TASK ITEM: Each line below from the one containing "positive clicks: (263, 137)" through the one containing "box: [257, 80, 274, 94]" is to be given again exactly, and no line outside that span.
[Start of section]
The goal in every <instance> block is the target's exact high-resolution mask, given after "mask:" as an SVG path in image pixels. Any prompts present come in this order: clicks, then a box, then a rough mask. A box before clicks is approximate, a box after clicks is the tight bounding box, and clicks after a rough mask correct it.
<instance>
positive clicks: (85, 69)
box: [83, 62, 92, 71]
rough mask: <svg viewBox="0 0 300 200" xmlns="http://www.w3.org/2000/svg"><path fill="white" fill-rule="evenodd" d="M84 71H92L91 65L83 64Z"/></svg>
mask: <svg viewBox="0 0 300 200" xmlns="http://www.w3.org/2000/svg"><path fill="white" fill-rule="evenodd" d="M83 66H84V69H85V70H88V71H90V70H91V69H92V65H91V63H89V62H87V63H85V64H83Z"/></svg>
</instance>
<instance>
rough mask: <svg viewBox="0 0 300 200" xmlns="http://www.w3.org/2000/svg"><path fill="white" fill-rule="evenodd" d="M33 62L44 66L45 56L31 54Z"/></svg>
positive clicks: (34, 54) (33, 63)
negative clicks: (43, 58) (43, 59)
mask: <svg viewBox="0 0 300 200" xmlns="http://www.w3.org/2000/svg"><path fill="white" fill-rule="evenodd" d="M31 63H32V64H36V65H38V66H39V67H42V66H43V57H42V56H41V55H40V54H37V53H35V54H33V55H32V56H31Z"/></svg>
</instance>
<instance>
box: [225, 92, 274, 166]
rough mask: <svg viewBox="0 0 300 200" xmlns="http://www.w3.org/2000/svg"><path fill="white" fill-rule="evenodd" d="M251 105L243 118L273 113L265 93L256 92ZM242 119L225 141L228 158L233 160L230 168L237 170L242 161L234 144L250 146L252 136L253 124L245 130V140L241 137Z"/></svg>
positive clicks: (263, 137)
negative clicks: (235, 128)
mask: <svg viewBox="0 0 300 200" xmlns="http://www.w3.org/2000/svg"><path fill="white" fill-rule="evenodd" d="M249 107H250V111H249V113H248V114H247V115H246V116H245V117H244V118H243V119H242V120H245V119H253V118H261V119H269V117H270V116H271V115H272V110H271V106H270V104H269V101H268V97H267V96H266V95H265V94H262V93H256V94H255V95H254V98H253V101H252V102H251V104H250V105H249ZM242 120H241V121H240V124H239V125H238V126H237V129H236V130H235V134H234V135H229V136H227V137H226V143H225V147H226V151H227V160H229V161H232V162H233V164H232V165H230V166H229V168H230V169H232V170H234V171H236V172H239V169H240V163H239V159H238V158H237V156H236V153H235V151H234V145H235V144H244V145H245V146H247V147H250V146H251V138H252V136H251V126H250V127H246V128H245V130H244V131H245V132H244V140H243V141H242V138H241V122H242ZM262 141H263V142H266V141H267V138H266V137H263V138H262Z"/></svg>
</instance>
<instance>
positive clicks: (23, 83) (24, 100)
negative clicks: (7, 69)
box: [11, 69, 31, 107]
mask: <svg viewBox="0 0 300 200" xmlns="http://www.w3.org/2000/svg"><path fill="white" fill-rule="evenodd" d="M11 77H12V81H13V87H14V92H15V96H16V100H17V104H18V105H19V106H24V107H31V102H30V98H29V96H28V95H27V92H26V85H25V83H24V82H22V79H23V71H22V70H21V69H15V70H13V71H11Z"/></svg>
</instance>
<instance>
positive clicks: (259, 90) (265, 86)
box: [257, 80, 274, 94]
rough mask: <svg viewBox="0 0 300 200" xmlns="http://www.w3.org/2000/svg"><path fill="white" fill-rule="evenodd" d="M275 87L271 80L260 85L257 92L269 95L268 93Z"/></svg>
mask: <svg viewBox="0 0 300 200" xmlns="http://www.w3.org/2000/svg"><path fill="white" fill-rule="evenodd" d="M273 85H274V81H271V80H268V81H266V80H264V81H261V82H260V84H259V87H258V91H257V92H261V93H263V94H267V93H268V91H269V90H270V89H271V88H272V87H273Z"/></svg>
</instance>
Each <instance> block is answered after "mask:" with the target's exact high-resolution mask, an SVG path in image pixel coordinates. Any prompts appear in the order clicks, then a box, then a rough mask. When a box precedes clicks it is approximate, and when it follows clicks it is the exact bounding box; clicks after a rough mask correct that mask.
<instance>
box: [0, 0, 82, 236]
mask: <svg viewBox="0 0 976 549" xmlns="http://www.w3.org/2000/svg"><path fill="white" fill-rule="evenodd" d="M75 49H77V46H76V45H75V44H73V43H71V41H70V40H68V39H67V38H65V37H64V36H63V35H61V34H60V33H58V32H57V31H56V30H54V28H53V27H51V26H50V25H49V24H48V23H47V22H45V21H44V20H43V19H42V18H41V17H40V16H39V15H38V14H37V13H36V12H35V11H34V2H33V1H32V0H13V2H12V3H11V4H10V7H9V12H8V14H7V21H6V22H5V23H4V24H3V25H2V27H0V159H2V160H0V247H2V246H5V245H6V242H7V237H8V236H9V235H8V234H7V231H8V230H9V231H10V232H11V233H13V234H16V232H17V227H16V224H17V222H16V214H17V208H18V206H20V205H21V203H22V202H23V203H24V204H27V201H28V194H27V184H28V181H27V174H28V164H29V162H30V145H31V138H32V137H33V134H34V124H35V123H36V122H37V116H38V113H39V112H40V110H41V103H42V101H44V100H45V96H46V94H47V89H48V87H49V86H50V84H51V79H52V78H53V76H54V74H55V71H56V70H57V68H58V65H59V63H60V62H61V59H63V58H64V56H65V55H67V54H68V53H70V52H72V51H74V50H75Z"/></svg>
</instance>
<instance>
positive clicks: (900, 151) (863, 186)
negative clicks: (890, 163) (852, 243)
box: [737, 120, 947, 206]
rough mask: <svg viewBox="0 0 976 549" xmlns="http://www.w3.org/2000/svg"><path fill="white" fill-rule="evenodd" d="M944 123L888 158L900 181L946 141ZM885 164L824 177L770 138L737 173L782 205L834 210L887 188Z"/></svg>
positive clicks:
[End of section]
SOLUTION:
positive clicks: (263, 137)
negative clicks: (235, 128)
mask: <svg viewBox="0 0 300 200" xmlns="http://www.w3.org/2000/svg"><path fill="white" fill-rule="evenodd" d="M249 107H250V111H249V113H248V114H247V115H246V116H245V117H244V118H243V119H242V120H245V119H253V118H261V119H269V117H270V116H271V115H272V110H271V106H270V104H269V101H268V97H267V96H266V95H265V94H262V93H256V94H255V95H254V98H253V101H252V102H251V104H250V105H249ZM242 120H241V121H240V124H239V125H238V126H237V129H236V130H235V134H234V135H229V136H227V137H226V143H225V147H226V151H227V160H229V161H232V162H233V164H232V165H230V166H229V168H230V169H232V170H234V171H236V172H239V169H240V163H239V159H238V158H237V156H236V153H235V151H234V145H235V144H244V145H245V146H247V147H250V146H251V138H252V136H251V126H250V127H246V128H245V130H244V131H245V132H244V140H243V141H242V138H241V122H242ZM262 141H263V142H266V141H267V138H266V137H263V138H262Z"/></svg>
</instance>
<instance>
positive clicks: (23, 83) (24, 100)
negative clicks: (7, 69)
box: [11, 69, 31, 107]
mask: <svg viewBox="0 0 300 200" xmlns="http://www.w3.org/2000/svg"><path fill="white" fill-rule="evenodd" d="M11 77H12V81H13V87H14V92H15V96H16V100H17V104H18V105H19V106H24V107H31V102H30V98H29V96H28V95H27V92H26V85H25V83H24V82H22V79H23V71H22V70H21V69H15V70H13V71H11Z"/></svg>
</instance>
<instance>
positive clicks: (259, 90) (265, 86)
box: [257, 80, 274, 94]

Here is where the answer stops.